Unrelated Q1 13F seem to be due on Friday and Thursday for FFH and BRK.

It would be interesting to know what are top personal ownership of FFH management. How much of their wealth is tied to FFH percentage wise.

About FFH dividends, if that thing is turn off permanently it helps keep a good chunk of cash in and puts an incentive to increase value per share for the large owner-operator as oppose to live off dividends. Heck, the dividend outlay should in fact be used instead for share repurchase.

The only one of most concern is Prem...he has 90% of his net worth tied to Fairfax.  But pretty much all senior management holds significant amounts or did own significant amounts (they may be selling in retirement or for estate planning).  Francis Chou has held all of his Fairfax shares since he got them for $3 and has never sold a share.  The Watsa family has no intention of selling their stake either other than for charitable contributions/obligations a la Buffett.

SUPPLIED DATA ->

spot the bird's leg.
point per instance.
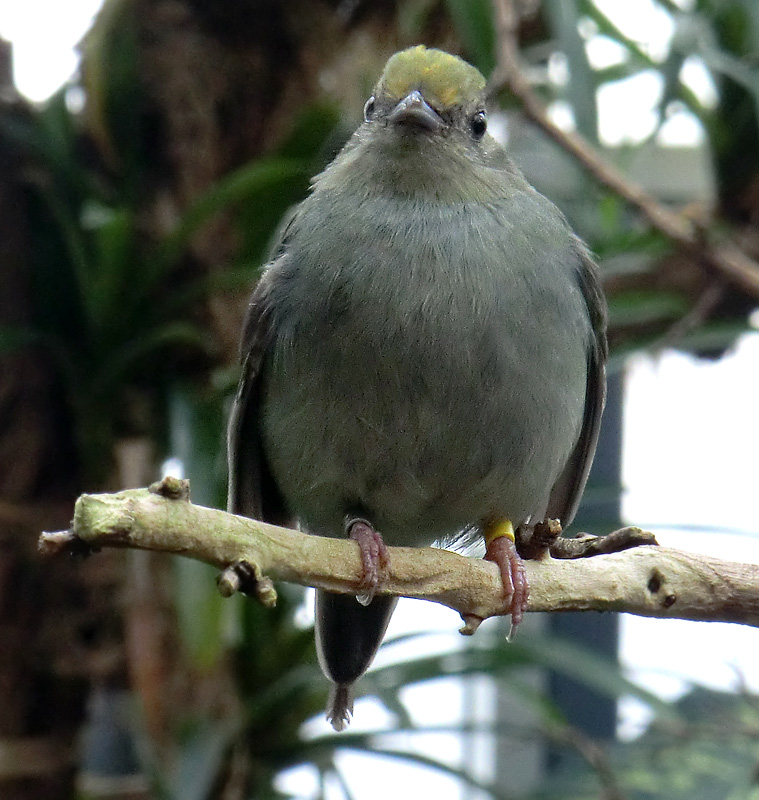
(501, 548)
(374, 556)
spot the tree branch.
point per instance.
(727, 260)
(648, 581)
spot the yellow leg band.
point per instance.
(495, 530)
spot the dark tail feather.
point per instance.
(339, 706)
(347, 638)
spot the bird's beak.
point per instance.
(415, 110)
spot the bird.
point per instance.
(423, 357)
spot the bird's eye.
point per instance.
(479, 124)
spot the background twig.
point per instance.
(726, 259)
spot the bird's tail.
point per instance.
(340, 706)
(347, 638)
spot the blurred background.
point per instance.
(148, 150)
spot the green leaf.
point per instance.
(200, 759)
(256, 183)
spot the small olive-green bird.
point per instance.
(423, 356)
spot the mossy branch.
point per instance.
(648, 580)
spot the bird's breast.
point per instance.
(428, 368)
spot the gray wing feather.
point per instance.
(566, 493)
(252, 489)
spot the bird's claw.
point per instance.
(374, 557)
(504, 553)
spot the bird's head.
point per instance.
(428, 92)
(425, 134)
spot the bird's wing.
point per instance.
(566, 493)
(253, 491)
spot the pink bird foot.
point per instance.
(374, 557)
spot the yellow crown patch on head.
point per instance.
(443, 79)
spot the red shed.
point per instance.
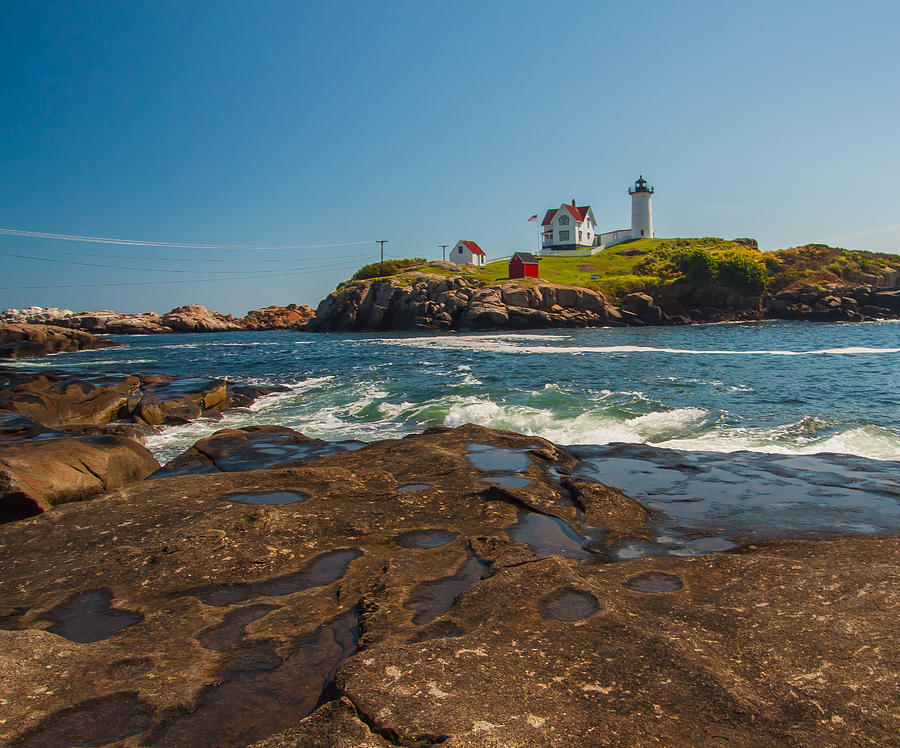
(523, 265)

WHAT TO DO ->
• a. List every person or family that the passage on Fairfax mentions by name.
• b. Output the passage on Fairfax word for word, starting at "Unrelated Q1 13F" and ending at "FFH percentage wise.".
The data has no connection to the passage on Fairfax.

SOLUTIONS IN ORDER ->
• a. Prem, Francis Chou, the Watsa family, Buffett

• b.
Unrelated Q1 13F seem to be due on Friday and Thursday for FFH and BRK.

It would be interesting to know what are top personal ownership of FFH management. How much of their wealth is tied to FFH percentage wise.